--- BEGIN DATA SUPPLIED ---
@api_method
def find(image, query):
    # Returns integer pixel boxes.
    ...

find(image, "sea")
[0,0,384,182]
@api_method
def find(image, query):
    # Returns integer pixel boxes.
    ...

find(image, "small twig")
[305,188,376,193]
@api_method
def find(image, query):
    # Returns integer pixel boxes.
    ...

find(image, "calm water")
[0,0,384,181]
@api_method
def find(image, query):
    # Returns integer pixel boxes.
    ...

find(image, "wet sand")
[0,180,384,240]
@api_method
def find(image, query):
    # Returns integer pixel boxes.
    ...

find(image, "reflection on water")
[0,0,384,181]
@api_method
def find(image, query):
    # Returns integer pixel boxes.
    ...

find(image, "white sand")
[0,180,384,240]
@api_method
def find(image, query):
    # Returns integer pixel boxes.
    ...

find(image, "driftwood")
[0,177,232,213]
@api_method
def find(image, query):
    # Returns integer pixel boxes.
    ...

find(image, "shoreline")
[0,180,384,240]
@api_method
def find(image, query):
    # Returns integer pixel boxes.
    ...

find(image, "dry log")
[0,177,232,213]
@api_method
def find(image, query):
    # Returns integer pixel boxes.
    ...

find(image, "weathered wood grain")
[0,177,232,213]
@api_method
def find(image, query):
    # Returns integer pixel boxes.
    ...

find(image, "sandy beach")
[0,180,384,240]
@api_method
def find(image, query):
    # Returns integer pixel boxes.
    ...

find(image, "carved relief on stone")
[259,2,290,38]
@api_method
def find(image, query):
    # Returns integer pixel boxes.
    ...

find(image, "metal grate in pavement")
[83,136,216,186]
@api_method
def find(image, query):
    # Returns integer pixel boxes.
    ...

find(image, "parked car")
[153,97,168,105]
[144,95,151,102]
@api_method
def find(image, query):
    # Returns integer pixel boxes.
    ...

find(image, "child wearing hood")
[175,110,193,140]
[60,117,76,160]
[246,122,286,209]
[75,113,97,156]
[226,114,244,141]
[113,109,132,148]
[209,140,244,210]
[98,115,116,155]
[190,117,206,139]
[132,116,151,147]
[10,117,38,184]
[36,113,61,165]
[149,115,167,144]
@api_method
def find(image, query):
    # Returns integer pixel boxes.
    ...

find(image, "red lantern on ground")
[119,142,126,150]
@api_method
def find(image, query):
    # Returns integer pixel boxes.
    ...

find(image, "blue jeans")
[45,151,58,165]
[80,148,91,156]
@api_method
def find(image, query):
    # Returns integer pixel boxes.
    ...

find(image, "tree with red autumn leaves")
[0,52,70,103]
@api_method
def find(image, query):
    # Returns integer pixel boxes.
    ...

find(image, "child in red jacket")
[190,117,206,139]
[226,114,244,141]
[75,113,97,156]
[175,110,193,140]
--- END DATA SUPPLIED ---
Pull out every line of the records that contains the word "child" and copy each one.

find(image, "child wearing hood")
find(image, "child in red jacket")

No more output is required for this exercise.